→ **EXERCISE PROMPT**
Your task is to extract every line from the material below exactly.

[Dataset excerpt]
•••

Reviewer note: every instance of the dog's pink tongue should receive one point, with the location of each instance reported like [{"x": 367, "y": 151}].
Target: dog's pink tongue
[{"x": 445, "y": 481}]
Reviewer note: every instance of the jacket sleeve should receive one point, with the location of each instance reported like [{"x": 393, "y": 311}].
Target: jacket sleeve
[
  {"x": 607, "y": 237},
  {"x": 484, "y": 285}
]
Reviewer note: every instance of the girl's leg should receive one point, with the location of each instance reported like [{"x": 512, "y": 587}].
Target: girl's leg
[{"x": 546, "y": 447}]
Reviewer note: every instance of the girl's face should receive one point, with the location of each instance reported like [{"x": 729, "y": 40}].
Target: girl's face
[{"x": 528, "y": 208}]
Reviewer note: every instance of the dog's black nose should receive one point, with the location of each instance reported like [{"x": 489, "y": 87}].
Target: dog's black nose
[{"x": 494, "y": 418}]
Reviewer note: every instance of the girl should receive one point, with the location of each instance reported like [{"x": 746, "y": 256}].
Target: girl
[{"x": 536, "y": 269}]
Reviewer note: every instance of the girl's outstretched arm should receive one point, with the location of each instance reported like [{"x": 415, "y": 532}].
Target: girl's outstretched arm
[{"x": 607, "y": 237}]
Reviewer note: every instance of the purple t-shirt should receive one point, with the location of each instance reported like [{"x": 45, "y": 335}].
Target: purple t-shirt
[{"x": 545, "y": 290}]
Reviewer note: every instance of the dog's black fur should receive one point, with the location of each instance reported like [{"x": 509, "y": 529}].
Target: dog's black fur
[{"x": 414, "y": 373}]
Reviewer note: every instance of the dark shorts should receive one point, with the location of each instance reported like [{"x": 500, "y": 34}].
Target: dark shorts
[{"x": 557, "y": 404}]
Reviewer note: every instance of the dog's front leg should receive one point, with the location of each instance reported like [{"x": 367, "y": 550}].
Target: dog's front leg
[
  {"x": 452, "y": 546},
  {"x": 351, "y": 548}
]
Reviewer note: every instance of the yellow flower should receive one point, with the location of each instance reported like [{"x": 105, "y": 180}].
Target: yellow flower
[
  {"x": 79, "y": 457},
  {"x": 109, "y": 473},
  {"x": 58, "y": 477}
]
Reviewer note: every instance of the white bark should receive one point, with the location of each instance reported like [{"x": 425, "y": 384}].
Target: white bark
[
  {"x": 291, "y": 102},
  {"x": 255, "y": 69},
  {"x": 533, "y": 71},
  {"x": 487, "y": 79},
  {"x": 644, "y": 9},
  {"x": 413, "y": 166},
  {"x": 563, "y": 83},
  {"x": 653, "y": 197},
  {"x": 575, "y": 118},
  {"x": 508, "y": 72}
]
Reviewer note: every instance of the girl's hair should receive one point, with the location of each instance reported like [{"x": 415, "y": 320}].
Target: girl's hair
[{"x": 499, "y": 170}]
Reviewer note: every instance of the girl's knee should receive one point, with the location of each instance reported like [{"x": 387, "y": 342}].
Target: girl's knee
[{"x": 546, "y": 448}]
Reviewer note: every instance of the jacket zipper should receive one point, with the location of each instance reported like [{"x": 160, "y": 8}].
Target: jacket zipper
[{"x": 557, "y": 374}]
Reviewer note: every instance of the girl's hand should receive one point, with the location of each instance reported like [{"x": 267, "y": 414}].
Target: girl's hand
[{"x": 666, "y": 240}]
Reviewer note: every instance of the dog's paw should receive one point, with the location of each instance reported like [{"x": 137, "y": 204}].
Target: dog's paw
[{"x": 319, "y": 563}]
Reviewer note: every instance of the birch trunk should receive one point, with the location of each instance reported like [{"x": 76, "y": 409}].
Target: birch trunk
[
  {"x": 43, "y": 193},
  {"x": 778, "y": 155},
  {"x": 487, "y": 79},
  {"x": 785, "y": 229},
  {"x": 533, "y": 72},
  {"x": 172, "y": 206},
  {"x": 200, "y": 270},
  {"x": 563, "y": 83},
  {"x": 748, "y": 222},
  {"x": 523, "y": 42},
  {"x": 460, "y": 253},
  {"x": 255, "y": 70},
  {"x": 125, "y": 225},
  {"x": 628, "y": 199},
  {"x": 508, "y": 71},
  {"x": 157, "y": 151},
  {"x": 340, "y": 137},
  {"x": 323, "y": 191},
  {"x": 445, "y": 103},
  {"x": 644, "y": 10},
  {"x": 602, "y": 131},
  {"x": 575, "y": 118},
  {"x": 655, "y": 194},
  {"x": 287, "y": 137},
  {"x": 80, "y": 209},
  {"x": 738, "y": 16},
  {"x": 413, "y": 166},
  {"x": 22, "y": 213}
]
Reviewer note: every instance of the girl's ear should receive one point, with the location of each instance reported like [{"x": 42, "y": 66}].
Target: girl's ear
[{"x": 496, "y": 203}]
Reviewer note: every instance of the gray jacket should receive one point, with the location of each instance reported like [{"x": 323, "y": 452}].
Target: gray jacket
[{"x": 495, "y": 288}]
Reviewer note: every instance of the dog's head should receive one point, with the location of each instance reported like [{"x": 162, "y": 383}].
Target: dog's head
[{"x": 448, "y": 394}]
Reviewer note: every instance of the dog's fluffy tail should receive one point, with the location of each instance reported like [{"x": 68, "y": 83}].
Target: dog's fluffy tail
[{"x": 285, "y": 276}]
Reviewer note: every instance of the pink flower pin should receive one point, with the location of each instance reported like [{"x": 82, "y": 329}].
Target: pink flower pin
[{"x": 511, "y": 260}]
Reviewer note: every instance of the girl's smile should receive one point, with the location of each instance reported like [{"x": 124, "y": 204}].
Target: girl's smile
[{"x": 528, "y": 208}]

•••

→ **SOLUTION FOR THIS EXERCISE**
Reviewer note: every instance of the dog's pink tongue should receive one point, with the location of each instance reported like [{"x": 367, "y": 151}].
Target: dog's pink tongue
[{"x": 445, "y": 481}]
Reviewer note: every instance of the jacket sleeve should receive one point, with the location of each instance reported like [{"x": 393, "y": 311}].
Target: jacket sleeve
[
  {"x": 607, "y": 237},
  {"x": 484, "y": 285}
]
Reviewer note: every instance of the girl's leg should receive one point, with the location of each instance reported like [{"x": 512, "y": 587}].
Target: girl's leg
[{"x": 546, "y": 447}]
Reviewer note: every instance of the girl's face should receive one point, with the location of each instance reported like [{"x": 729, "y": 40}].
Target: girl's face
[{"x": 528, "y": 208}]
Reviewer note: every instance of the dog's black nose should receive one point, with the location of each instance reported like [{"x": 489, "y": 87}].
Target: dog's black nose
[{"x": 494, "y": 418}]
Reviewer note: every instance of the girl should receive one point, with the location of each instance reported like [{"x": 746, "y": 256}].
Target: girl
[{"x": 536, "y": 269}]
Reviewer note: every instance of the girl's outstretched arm should receive one point, with the location of each instance reported like [{"x": 415, "y": 532}].
Target: girl's outstretched arm
[{"x": 607, "y": 237}]
Reviewer note: every instance of the purple t-shirt should receive one point, with the location of each instance reported like [{"x": 45, "y": 335}].
Target: purple t-shirt
[{"x": 545, "y": 290}]
Reviewer note: every instance of the dog's black fur should receive one point, with the location of each instance reported like [{"x": 509, "y": 529}].
Target: dog's black fur
[{"x": 414, "y": 373}]
Reviewer note: every instance of the dark shorts should receive one point, with the location of each instance reported like [{"x": 500, "y": 34}].
Target: dark shorts
[{"x": 557, "y": 404}]
Reviewer note: every instance of the dog's front leg should receive one point, with the location of each instance reported like [{"x": 367, "y": 550}].
Target: dog's front leg
[
  {"x": 452, "y": 546},
  {"x": 351, "y": 548}
]
Reviewer note: every instance of the yellow flower should receive one point, with the location of each instance reported like [{"x": 105, "y": 180}].
Target: yellow flower
[
  {"x": 79, "y": 457},
  {"x": 109, "y": 473},
  {"x": 58, "y": 477}
]
Reviewer note: every instance of the white bark should receive one point, with the location of each instance reported like [{"x": 425, "y": 384}].
Target: white bark
[
  {"x": 291, "y": 102},
  {"x": 255, "y": 69},
  {"x": 533, "y": 71},
  {"x": 487, "y": 79},
  {"x": 644, "y": 9},
  {"x": 413, "y": 166},
  {"x": 563, "y": 83},
  {"x": 653, "y": 197},
  {"x": 575, "y": 118},
  {"x": 508, "y": 72}
]
Reviewer note: every instance of the girl's hair should receive one point, with the location of each instance reported like [{"x": 415, "y": 320}].
Target: girl's hair
[{"x": 499, "y": 170}]
Reviewer note: every instance of the girl's knee should receive one point, with the location of each instance reported like [{"x": 387, "y": 342}].
Target: girl's knee
[{"x": 546, "y": 448}]
Reviewer note: every instance of the jacket zipper should receive one point, with the location of each instance reported like [{"x": 160, "y": 8}].
Target: jacket zipper
[{"x": 557, "y": 374}]
Reviewer note: every instance of the girl's hand should receive one point, with the location of each instance reported like [{"x": 267, "y": 414}].
Target: girl's hand
[{"x": 666, "y": 240}]
Reviewer note: every instance of the dog's paw should receive one point, with the location of each instance reported like [{"x": 137, "y": 204}].
Target: dog's paw
[{"x": 319, "y": 563}]
Reviewer note: every instance of the birch trunk should receive one point, with the location of each instance reported like [{"x": 76, "y": 409}].
Target: birch trunk
[
  {"x": 43, "y": 193},
  {"x": 778, "y": 155},
  {"x": 487, "y": 79},
  {"x": 785, "y": 229},
  {"x": 533, "y": 72},
  {"x": 172, "y": 206},
  {"x": 200, "y": 270},
  {"x": 563, "y": 83},
  {"x": 748, "y": 222},
  {"x": 523, "y": 42},
  {"x": 460, "y": 253},
  {"x": 255, "y": 70},
  {"x": 125, "y": 225},
  {"x": 628, "y": 199},
  {"x": 508, "y": 71},
  {"x": 157, "y": 151},
  {"x": 340, "y": 137},
  {"x": 323, "y": 191},
  {"x": 445, "y": 103},
  {"x": 644, "y": 10},
  {"x": 602, "y": 131},
  {"x": 575, "y": 118},
  {"x": 655, "y": 194},
  {"x": 287, "y": 137},
  {"x": 80, "y": 209},
  {"x": 738, "y": 16},
  {"x": 413, "y": 166},
  {"x": 22, "y": 213}
]
Reviewer note: every instance of the girl's ear should receive one point, with the location of each instance reported like [{"x": 42, "y": 66}].
Target: girl's ear
[{"x": 496, "y": 203}]
Reviewer note: every instance of the gray jacket should receive one point, with the location of each instance reported like [{"x": 323, "y": 452}].
Target: gray jacket
[{"x": 495, "y": 288}]
Reviewer note: every instance of the dog's head should receive one point, with the location of each instance reported like [{"x": 162, "y": 383}].
Target: dog's head
[{"x": 448, "y": 394}]
Reviewer note: every instance of the dog's fluffy tail should receive one point, with the location of each instance reported like [{"x": 68, "y": 83}].
Target: dog's fluffy tail
[{"x": 285, "y": 276}]
Reviewer note: every instance of the pink flower pin should receive one point, with the location of each instance reported like [{"x": 82, "y": 329}].
Target: pink flower pin
[{"x": 511, "y": 260}]
Reviewer note: every instance of the girl's smile should receive one point, with the location of each instance reported like [{"x": 124, "y": 204}].
Target: girl's smile
[{"x": 528, "y": 208}]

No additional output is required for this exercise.